- WHAT THE TASK ASKS
Could you rewrite the material below with "deepest" changed to "most central" and everything else kept the same, leaving out the pictures?

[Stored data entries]
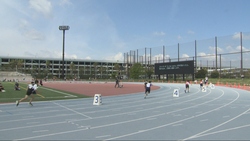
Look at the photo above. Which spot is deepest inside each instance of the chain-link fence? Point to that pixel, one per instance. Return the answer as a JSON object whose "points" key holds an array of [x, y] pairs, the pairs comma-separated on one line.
{"points": [[229, 55]]}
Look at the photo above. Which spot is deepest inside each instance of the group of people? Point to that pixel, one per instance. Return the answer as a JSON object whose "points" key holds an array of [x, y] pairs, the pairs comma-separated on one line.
{"points": [[31, 91]]}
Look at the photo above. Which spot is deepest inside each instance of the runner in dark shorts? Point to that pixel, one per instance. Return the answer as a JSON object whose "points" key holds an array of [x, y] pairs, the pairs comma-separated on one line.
{"points": [[31, 90]]}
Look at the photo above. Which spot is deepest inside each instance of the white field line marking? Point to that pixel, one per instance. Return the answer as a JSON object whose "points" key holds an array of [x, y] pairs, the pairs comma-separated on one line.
{"points": [[113, 114], [59, 92], [32, 122], [72, 110], [225, 130], [39, 131], [199, 134], [157, 127], [102, 136], [129, 121]]}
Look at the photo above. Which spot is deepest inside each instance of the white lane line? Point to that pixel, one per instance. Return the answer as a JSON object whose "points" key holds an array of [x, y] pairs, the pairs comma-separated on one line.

- RESULT FOR THIS TASK
Look at the photo above. Which spot is most central inside each instance of the chain-link fence? Point to that pixel, one per instance. Return the answer as a JSON object whose "points" key holds an array of [x, y] pairs, the pairs comma-separated on one line.
{"points": [[229, 55]]}
Look at the photo above. Which spot is most central inside each instance of the group of people? Point to that pixel, one per instance. Return the answer as a JSON object whose "points" key holds an array of [x, y] pairs, the pairs comma-separated on one line.
{"points": [[31, 91]]}
Look at the photo above. Which spot is most central inside each instance of the runner in dark shorts? Point to that pixel, one per instance. Return the answer as a JSON object whose "points" key holds an array of [x, y] pairs, the pairs comma-separated on one line.
{"points": [[31, 90]]}
Look at the photo above. Which spot is most central inside each instance of the white field line marking? Point to that pixel, one per instance. Return the answer as a JSON object whose "points" key holds an array of [x, y] pairs, the pairs comma-separated on one line.
{"points": [[113, 114], [59, 92], [32, 122], [72, 110], [225, 130], [39, 131], [199, 134], [157, 127], [102, 136], [129, 121]]}
Look at the photo above. Which spot is most central inside each instance of the white lane line? Point to that pixel, one per instance. Return the answer as a JSON object whose "points" key holds an array of [x, y] pairs, the pairs comma-separated on one line.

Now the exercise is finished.